§ Document excerpt
He's the man, He-Man!  Well, that was not the way it used to be.

 

He-Man was the guy who couldn’t get a girlfriend.  The guy who didn’t know how to get a date.  The guy who was made fun of a lot.  The guy who was frustrated and depressed.

 

I didn’t start out being good with women, so it is best if I give a background of my past and where I came from (of course, I came from a female’s you-know-what :) and what I went through that eventually led me to this path.

 

Here is my story…

 

I was originally from New York City.  When growing up, my parents moved around a lot and finally settling in a small town where they thought was best to raise kids; but in my heart, I was still very much attached to the city.

 

Being in a new town in a new school, I was constantly teased and made fun of, and even being beaten up on.  Everyday was a nightmare.  I was trying to be a good student and didn’t want to engage in any physical confrontation; therefore, the only thing I could do was tell the teacher and ignore them and remain non-reactive, like they taught you in school.  Because of those early experiences, I became a loner.  I didn’t have a childhood like everybody else; and I wasn’t given any opportunity as a kid to interact socially because I hated it.  Why would I have liked it when I was made fun of a lot?

 

I was an island of my own, which I thought was a great thing considering the fact I was not being negatively influenced by the peer pressure and getting in trouble; besides, I found the majority of people in my grade immature.  I was just my own person and could just be me, all the way.  Not being part of the cool crowd, made me very independent and self-reliant.  I became very mature at a young age and a teacher’s pet.

 

This continued on throughout junior high.

 

In high school, I isolated myself from all the dramas associated with a typical high school experience, and was extremely focused on my academics achievement and getting into a top university and start over.

 

While everybody else was out and partying and enjoying their Friday night, I was under house arrest studying and reading. 

 

During my summer, I would spend all my time studying for next year’s classes.  I was a nerd on steroid; and that is when I discovered the idea of self-improvement.  I was just fascinated by this idea of self-improvement over self-acceptance to better your life, contrary to what society dictates that you should love yourself for who you are.  But due to the academic priorities I had, I had to abandon this endeavor until a later point in my life.

 

Even though I started out as a reserved person in high school, I knew if I wanted to get into a top university I had to be extremely active in school as well; so I became involved in every club and organization.  I didn’t care if they were categorized for the geeks, nerds, dorks, or preps; my only goal was getting into my top school.  I was even actively involved in sports like football, soccer, tennis, and cross country.

 

Gradually, my inner social butterfly was reawakening from my early non-childhood.

 

After I have gotten accepted into my top choice university where I could finally start all over, as much as I tried to fit into the cool crowd in high school, I wasn’t accepted.

 

And then that night came where it would change my life forever….

 

It was senior prom, and just being myself like they all said, I asked at least 13 girls confidently to be my date, and they all rejected me, so I ended up going by myself.  To my surprise, the girls that turned me down with the excuse of “not going,” ended up showing, and single.  I even requested a dance from them that they also refused.

 

I asked myself “why?” 

 

I had all the qualities of a desirable guy (or what I thought at that time); I was smart, athletic, talented, good-looking, accepted into an elite university, and going to be successful in life.

§ What you will do
In the He-Man excerpt, how many girls did the narrator ask to senior prom? You won't need the listing to answer this.

§ Given records
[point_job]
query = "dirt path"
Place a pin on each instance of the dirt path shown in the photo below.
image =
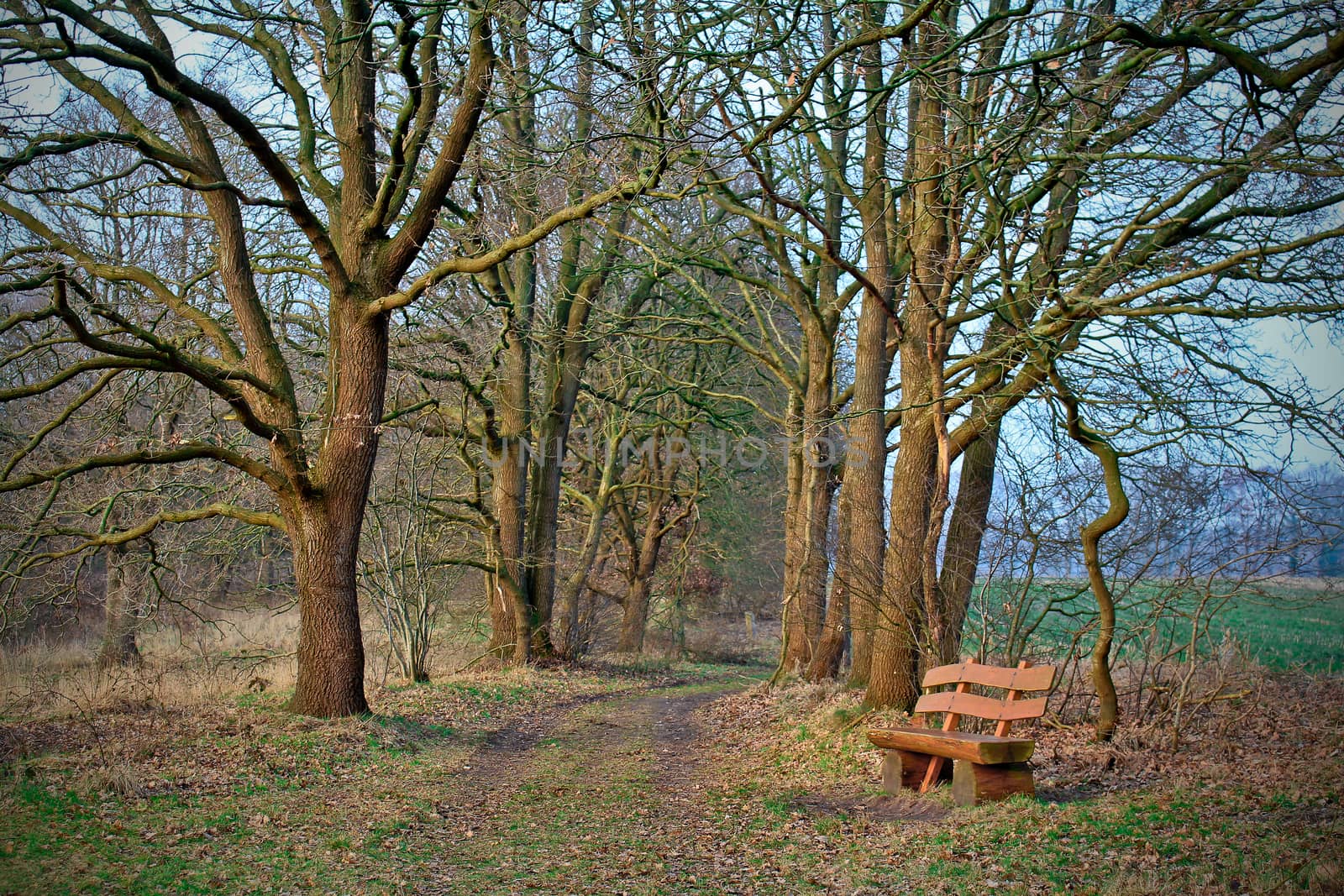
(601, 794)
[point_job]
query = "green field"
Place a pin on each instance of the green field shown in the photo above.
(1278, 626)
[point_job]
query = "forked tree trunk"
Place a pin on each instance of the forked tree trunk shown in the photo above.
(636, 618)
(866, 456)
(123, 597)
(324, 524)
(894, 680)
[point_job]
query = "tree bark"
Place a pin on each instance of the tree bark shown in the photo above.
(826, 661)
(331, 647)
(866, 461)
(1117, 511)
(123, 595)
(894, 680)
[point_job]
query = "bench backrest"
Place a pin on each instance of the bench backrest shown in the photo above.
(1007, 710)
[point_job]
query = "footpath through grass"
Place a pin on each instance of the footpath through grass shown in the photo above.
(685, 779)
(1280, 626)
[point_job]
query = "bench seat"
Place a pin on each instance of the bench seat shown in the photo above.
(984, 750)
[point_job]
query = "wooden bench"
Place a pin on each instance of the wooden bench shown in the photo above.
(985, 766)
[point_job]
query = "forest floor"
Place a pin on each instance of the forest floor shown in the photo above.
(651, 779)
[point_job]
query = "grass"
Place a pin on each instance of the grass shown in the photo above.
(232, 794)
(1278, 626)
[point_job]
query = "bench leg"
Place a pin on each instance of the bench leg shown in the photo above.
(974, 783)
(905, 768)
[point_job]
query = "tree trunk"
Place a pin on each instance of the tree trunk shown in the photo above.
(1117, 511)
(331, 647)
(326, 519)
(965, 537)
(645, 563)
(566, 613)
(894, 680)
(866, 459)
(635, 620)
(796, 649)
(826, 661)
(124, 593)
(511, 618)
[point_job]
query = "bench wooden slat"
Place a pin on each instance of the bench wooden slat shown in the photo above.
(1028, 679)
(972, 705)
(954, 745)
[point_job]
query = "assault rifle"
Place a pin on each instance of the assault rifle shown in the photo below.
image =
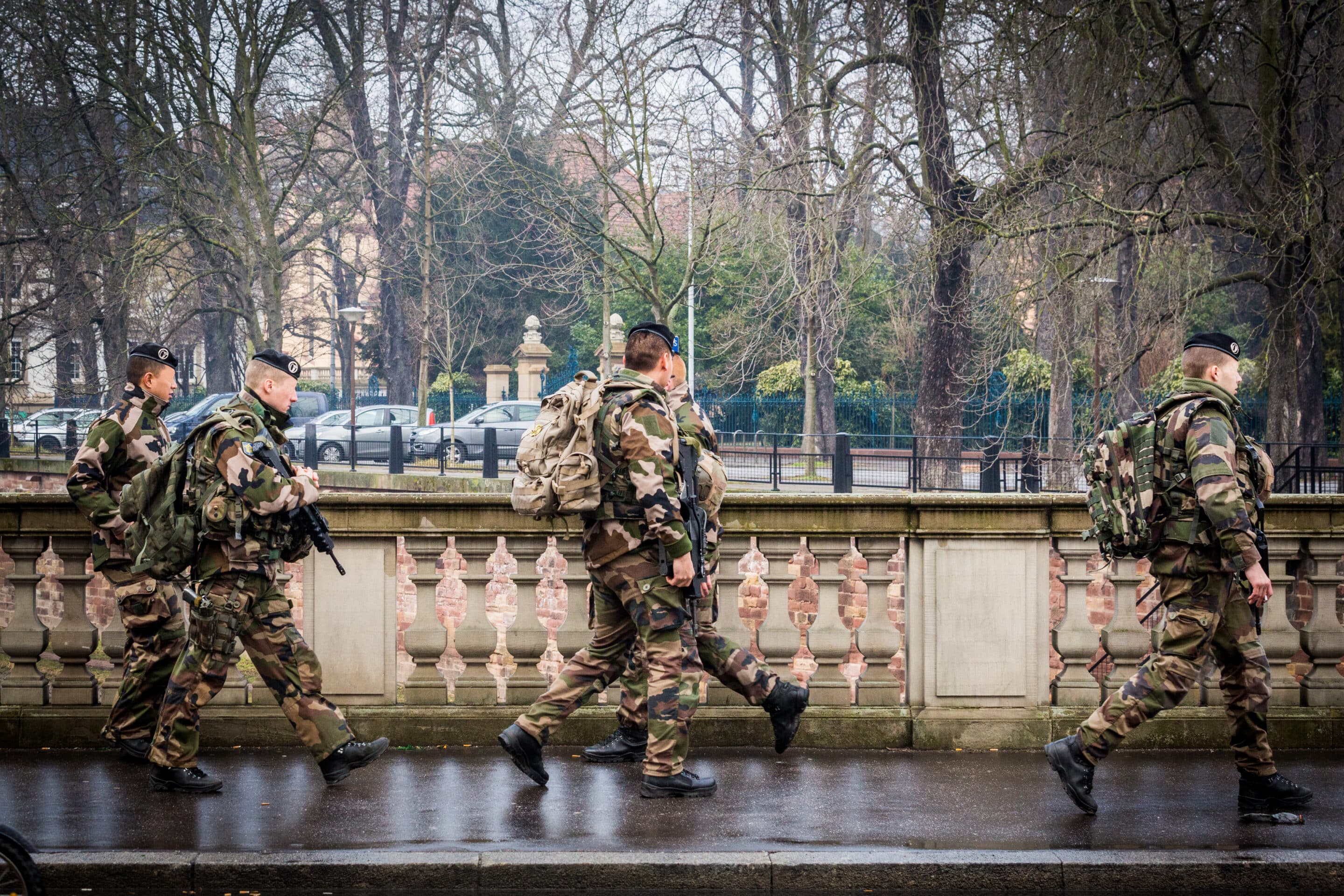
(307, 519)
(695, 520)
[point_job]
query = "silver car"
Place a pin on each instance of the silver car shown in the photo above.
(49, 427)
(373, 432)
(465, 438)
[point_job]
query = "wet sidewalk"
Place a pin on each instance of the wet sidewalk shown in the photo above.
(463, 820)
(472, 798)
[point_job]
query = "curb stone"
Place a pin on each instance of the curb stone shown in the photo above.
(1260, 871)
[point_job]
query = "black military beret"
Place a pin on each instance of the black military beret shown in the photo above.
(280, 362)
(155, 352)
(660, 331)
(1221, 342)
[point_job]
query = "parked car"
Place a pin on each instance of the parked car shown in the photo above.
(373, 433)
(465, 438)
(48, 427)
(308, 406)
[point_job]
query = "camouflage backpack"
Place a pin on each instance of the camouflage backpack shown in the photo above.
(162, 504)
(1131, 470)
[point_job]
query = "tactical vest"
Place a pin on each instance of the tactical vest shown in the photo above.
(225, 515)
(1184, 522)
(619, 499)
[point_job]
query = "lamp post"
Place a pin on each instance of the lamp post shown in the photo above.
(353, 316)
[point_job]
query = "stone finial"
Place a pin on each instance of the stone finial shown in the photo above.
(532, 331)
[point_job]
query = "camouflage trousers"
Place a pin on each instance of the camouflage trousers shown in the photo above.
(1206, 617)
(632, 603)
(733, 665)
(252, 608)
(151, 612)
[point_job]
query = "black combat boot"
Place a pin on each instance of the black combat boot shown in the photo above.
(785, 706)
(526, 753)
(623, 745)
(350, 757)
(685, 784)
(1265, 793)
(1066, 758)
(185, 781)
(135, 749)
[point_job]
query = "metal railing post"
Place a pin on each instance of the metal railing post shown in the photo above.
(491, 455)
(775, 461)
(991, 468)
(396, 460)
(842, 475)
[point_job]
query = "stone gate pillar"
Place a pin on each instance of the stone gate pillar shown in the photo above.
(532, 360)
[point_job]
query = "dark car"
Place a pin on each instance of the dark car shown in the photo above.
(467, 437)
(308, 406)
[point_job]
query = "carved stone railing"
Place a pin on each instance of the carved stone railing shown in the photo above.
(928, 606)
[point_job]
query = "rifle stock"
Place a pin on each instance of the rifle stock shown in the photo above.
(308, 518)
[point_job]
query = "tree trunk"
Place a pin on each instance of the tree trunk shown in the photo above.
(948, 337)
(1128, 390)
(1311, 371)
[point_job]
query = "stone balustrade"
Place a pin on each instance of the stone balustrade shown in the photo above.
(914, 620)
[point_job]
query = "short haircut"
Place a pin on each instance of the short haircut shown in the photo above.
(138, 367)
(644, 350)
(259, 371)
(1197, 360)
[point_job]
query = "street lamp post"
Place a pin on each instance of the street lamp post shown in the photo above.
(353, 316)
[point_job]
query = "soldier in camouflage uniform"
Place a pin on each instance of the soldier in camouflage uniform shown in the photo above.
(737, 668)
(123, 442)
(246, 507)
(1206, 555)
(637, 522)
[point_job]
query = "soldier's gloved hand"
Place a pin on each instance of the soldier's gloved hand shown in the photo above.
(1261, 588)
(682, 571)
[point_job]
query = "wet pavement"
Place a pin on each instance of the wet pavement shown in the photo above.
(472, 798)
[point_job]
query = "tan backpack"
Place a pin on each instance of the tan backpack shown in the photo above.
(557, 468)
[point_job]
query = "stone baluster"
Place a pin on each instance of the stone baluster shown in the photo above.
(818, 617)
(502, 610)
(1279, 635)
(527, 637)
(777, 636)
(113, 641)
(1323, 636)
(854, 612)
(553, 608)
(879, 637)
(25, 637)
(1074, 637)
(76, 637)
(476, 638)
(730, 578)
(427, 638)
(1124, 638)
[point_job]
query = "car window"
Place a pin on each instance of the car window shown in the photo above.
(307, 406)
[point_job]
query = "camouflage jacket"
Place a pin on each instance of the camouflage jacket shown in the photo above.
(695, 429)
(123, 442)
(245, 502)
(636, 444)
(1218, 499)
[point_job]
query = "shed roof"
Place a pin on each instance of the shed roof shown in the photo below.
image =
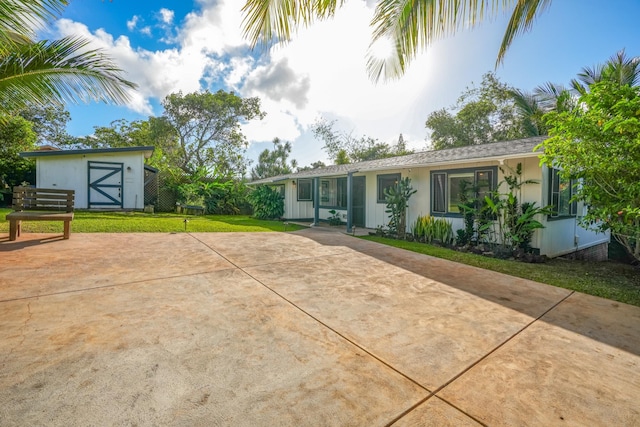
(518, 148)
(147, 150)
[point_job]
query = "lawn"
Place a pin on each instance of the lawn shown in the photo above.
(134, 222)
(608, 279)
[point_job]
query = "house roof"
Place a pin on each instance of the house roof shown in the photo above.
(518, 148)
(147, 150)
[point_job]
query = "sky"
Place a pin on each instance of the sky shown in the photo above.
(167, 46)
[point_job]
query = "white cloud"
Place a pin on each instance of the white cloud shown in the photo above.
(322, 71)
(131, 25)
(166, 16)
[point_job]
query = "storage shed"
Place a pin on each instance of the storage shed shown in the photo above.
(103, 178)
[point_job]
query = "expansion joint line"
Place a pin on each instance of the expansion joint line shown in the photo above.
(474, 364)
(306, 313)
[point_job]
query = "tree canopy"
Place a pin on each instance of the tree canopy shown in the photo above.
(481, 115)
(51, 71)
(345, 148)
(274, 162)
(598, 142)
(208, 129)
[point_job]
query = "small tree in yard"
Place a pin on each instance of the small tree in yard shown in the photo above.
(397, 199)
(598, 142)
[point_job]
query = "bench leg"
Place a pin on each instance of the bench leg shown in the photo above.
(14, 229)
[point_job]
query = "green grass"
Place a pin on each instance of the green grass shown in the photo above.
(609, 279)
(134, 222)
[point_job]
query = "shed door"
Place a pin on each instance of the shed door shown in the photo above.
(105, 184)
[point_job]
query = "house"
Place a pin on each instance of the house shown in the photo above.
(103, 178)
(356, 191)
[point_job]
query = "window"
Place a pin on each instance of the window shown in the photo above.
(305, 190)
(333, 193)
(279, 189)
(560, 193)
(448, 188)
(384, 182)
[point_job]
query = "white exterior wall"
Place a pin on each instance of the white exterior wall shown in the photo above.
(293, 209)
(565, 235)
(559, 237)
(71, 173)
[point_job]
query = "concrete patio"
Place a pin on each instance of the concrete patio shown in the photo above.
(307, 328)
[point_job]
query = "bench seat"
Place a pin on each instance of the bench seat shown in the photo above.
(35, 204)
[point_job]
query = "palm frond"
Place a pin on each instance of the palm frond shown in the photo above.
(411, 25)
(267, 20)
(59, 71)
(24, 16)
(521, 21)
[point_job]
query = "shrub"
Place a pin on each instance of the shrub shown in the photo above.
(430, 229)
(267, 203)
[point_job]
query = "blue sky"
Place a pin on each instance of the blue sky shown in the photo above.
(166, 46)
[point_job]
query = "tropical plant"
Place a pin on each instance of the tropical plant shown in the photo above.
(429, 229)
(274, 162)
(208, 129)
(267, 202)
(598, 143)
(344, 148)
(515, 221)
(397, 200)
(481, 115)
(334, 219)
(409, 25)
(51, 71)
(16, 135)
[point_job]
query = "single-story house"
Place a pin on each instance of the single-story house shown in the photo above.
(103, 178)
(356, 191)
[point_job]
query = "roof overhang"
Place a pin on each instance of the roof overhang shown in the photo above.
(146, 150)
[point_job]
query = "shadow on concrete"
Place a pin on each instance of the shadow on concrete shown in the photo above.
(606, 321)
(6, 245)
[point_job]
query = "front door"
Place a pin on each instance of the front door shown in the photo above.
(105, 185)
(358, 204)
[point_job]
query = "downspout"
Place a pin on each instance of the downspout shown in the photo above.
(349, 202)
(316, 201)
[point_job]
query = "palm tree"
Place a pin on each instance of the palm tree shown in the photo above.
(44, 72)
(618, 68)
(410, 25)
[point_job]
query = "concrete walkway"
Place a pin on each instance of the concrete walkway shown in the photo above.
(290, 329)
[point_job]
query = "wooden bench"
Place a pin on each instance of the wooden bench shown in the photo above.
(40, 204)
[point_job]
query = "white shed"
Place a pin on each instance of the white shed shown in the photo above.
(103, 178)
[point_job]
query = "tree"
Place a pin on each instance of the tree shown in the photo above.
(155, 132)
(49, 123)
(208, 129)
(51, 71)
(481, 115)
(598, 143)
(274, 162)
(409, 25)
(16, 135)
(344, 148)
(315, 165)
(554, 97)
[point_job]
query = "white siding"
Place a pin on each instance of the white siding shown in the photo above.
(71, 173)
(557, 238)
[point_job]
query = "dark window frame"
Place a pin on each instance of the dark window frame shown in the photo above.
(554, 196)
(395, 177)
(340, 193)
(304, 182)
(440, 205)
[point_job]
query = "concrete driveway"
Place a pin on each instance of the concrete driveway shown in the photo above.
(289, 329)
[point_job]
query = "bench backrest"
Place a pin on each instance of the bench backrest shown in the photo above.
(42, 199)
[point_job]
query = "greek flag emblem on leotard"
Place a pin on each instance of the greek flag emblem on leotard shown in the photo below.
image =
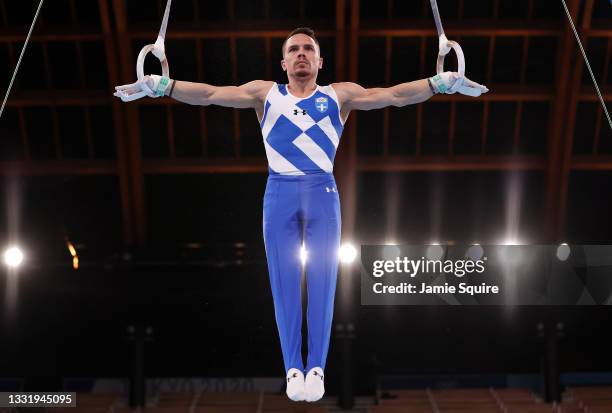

§ Solution
At least 13, and all of them turned the narrator down.